What you are asked to do
Copy the material word for word, beginning at the line that contains "In this photo, where can the tree foliage" and continuing through the last line of the material, with both of those lines included.

Task input
++++++++++

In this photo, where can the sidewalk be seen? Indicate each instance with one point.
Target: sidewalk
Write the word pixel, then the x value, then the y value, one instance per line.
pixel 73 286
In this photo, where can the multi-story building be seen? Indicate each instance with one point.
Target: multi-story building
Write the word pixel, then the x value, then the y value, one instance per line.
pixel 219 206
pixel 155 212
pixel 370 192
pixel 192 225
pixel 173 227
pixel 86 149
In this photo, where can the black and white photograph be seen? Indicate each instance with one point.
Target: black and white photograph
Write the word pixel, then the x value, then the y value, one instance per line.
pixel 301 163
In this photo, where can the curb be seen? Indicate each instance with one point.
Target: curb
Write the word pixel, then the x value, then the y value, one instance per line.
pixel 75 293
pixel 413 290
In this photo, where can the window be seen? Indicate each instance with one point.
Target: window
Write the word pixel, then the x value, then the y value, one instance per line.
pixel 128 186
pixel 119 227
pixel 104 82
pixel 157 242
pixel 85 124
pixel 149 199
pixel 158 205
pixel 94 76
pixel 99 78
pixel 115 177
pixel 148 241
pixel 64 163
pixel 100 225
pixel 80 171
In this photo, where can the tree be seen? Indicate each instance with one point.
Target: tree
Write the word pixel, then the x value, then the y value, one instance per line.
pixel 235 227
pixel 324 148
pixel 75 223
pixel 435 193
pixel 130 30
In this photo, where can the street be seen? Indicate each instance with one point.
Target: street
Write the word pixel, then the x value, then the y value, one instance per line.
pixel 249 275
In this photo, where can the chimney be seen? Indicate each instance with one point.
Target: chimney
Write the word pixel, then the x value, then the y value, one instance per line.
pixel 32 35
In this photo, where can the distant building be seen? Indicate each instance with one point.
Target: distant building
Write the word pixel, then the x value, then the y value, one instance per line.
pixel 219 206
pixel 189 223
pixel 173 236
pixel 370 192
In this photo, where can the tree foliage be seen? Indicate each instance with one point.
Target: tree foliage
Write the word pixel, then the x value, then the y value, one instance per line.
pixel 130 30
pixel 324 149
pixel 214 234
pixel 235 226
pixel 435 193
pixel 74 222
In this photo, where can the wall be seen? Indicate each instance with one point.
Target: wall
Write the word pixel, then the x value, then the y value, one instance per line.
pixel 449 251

++++++++++

Solution for this task
In this photo, where can the tree foliage be seen? Indicate each instance with one point.
Target: tree foliage
Write the word pixel, then the x value, then the y value, one instance per line.
pixel 130 30
pixel 324 149
pixel 214 234
pixel 235 226
pixel 435 193
pixel 74 222
In this photo, where can the wall be seen? Indicate each instance with one point.
Target: wall
Write the word pixel, then the x value, then the y value, one instance per line.
pixel 449 251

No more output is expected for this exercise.